--- VORGEGEBENER TEXT ---

Sie lauern wie zwei tänzelnde Boxer im Peloton der Tour de France. Die Sinne sind in der Anstrengung geschärft, um den entscheidenden Treffer zu landen, wenn der Gegner nicht damit rechnet und ihn so gnadenlos auf die Bretter zu schicken. Herausforderer Tadej Pogačar und Titelverteidiger Jonas Vingegaard haben sich in den vergangenen zwei Jahren bei passender Gelegenheit in den Bergen und Zeitfahren attackiert. Und auch in anstehenden 20 Etappen wird das Duell zwischen dem Slowenen und dem Dänen als ultimativer Höhepunkt vorhergesagt – Vive le tour! Es lebe die Tour.
Es ist ein Duell zweier Kontrahenten, wie es die Tour in ihren bisherigen 110 Ausgaben immer wieder hervorgebracht hat. Coppi gegen Bartali (1949), Anquetil gegen Poulidor (1964), Merckx gegen Ocaña (1971), LeMond gegen Fignon (1989) oder die in ihrer Reinheit retrospektiv befleckten Duelle zwischen Armstrong und Ullrich sowie gegen Pantani bei dessen aberkannten Siegen, um nur ein paar aufzuzählen. Der Kampf um das Gelbe Trikot, das wichtigste Trikot im internationalen Radsport, führte viele an die Grenzen des Erlaubten und darüber hinaus. Ausgehend von Frankreich legte sich das Thema Doping immer wieder wie ein Nebel über den Profiradsport, der sich nach skandalfreien Jahren wieder gelichtet hat.
Doch der Mikrokosmos Tour de France dreht sich nicht nur um diesen Zweikampf. Immer wieder setzen sich Fahrer in Szene, wollen und müssen sich und ihre Teams ins Rampenlicht der großen Bühne fahren. Die Tour bedeutet Geld und Präsenz, die auch durch die beiden Staffeln der Netfilx-Serie an Dimension gewonnen hat. Um Aufmerksamkeit streiten müssen sich die Stars hingegen nicht und erstmals sind bei deiner Landesrundfahrt die „Großen Sechs“ der vergangenen Jahre am Start. Zusammen haben sie zehn Grand Tours, 16 Monumente und 345 Profisiege gewonnen. Neben Pogačar (3/6/77) und Vingegaard (2/-/34) sind das Primož Roglič (Red Bull Bora/4/1/84), Remco Evenepoel (Quick Step/1/2/55), Wout van Aert (Visma//1/46) und Mathieu van der Poel (Alpecin/0/6/49).

---

*AUFGABENSTELLUNG*
1 - Gib den Abschnitt aus dem Text über die Tour de France, der mit den Worten „Sie lauern wie“ beginnt und mit „lebe die Tour.“ endet, neu wieder und setze dabei „Vorjahressieger“ anstelle von „Titelverteidiger“ ein.
2 - Stimmen diese Aussagen mit dem Text über die Tour de France überein? Beantworte jede mit Ja oder Nein und zitiere die entscheidenden Worte des Textes. (a) Die Tour hatte bisher 110 Ausgaben. (b) Die „Großen Sechs“ haben zusammen 16 Grand Tours gewonnen. (c) Merckx trat 1971 gegen Ocaña an.
Die Daten haben mit dem Text über die Tour de France nichts zu tun.

--- DATENABSCHNITT ---

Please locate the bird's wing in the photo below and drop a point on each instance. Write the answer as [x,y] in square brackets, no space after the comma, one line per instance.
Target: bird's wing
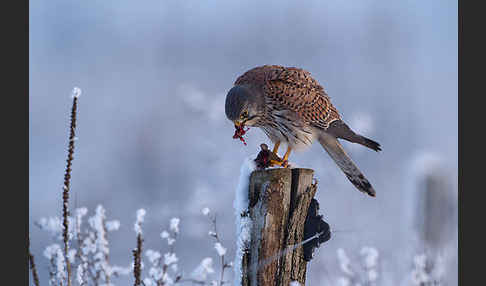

---

*VOLLSTÄNDIGE ANTWORTEN*
1 -
Sie lauern wie zwei tänzelnde Boxer im Peloton der Tour de France. Die Sinne sind in der Anstrengung geschärft, um den entscheidenden Treffer zu landen, wenn der Gegner nicht damit rechnet und ihn so gnadenlos auf die Bretter zu schicken. Herausforderer Tadej Pogačar und Vorjahressieger Jonas Vingegaard haben sich in den vergangenen zwei Jahren bei passender Gelegenheit in den Bergen und Zeitfahren attackiert. Und auch in anstehenden 20 Etappen wird das Duell zwischen dem Slowenen und dem Dänen als ultimativer Höhepunkt vorhergesagt – Vive le tour! Es lebe die Tour.

2 -
(a) Ja: „in ihren bisherigen 110 Ausgaben“
(b) Nein: „Zusammen haben sie zehn Grand Tours, 16 Monumente und 345 Profisiege gewonnen.“
(c) Ja: „Merckx gegen Ocaña (1971)“